- Text block:

# Gilmer County Bear



## whitetailfreak (Sep 26, 2011)

Good Friend and hunting buddy Joey Bartenfield killed this Gilmer County bear Sunday afternoon. After a week where we had 3 encounters with mature bears on our Gilmer lease Joey was finally presented with a 43 yd shot while hunting a stand of White Oaks. Of course the 200 lb. male ran straight down the mountain, but with a little help from a deadsled the recovery was relatively painless (we have had worse). Congrats to my good friend for his first bow bear!


----------



## cjc (Sep 26, 2011)

he musta been THICK! nice bear


----------



## whitetailfreak (Sep 26, 2011)

cjc said:


> he musta been THICK! nice bear




He dressed at 168 and we estimated live weight at approx 200 lbs


----------



## FMBear (Sep 27, 2011)

Congrats to your friend!


----------



## nkbigdog (Sep 27, 2011)

Congrats? your in my neck of the woods. Love it up here


----------



## buckeroo (Sep 27, 2011)

Congrats my man. That's a great looking beast.


----------



## gacowboy (Sep 27, 2011)

Congrats to your friend! It must be a thrill to get a bear especially with a bow.


----------



## ngabearhunter (Sep 30, 2011)

Way to Go, wish I could have been there.


----------



## Blueridge (Sep 30, 2011)

good job, congrats!!


----------



## GAstumpshooter (Oct 2, 2011)

Congrats Joey


----------

- Object pointing dataset rows:

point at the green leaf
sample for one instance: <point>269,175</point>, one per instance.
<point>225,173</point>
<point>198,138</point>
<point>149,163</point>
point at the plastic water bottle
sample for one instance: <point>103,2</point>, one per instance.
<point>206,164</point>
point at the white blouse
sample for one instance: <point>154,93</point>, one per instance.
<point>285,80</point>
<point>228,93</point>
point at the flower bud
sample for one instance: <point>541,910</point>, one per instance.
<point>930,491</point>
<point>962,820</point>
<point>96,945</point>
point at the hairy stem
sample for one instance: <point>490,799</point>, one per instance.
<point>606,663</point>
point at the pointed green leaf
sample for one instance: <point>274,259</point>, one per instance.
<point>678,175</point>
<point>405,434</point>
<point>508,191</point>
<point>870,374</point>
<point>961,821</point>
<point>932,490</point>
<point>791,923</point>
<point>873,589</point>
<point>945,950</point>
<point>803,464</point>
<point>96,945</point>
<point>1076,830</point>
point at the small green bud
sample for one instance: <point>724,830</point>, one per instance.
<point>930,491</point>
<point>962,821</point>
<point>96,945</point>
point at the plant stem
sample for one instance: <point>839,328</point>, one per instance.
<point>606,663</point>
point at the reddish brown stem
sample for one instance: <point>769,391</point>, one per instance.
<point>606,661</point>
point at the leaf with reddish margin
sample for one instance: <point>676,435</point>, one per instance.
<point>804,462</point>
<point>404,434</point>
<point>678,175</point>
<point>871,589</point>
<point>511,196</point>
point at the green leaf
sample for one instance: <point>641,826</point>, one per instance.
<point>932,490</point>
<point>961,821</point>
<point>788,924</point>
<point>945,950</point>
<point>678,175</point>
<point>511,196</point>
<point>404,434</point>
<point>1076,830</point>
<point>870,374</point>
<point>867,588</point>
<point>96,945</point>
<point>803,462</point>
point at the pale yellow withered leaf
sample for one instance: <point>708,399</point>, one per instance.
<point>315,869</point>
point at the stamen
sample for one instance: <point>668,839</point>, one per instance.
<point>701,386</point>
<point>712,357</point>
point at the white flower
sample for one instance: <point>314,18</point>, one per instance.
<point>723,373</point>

- Set tasks:
• a. In the bear hunt thread, why was getting the bear back relatively painless even though it ran straight down the mountain?
• b. Arrange part of the listing as a JSON list of strings, one string per line, leaving out blank lines. Begin at the line in the listing that has "point at the white flower" and stop at the end of the listing.
This listing is unrelated to the bear hunt thread.

- Answers to the exercises:
• a. A deadsled helped with the recovery. That made bringing the 200 lb. male back relatively painless, even though it ran straight down the mountain.

• b.
[
  "point at the white flower",
  "sample for one instance: <point>314,18</point>, one per instance.",
  "<point>723,373</point>"
]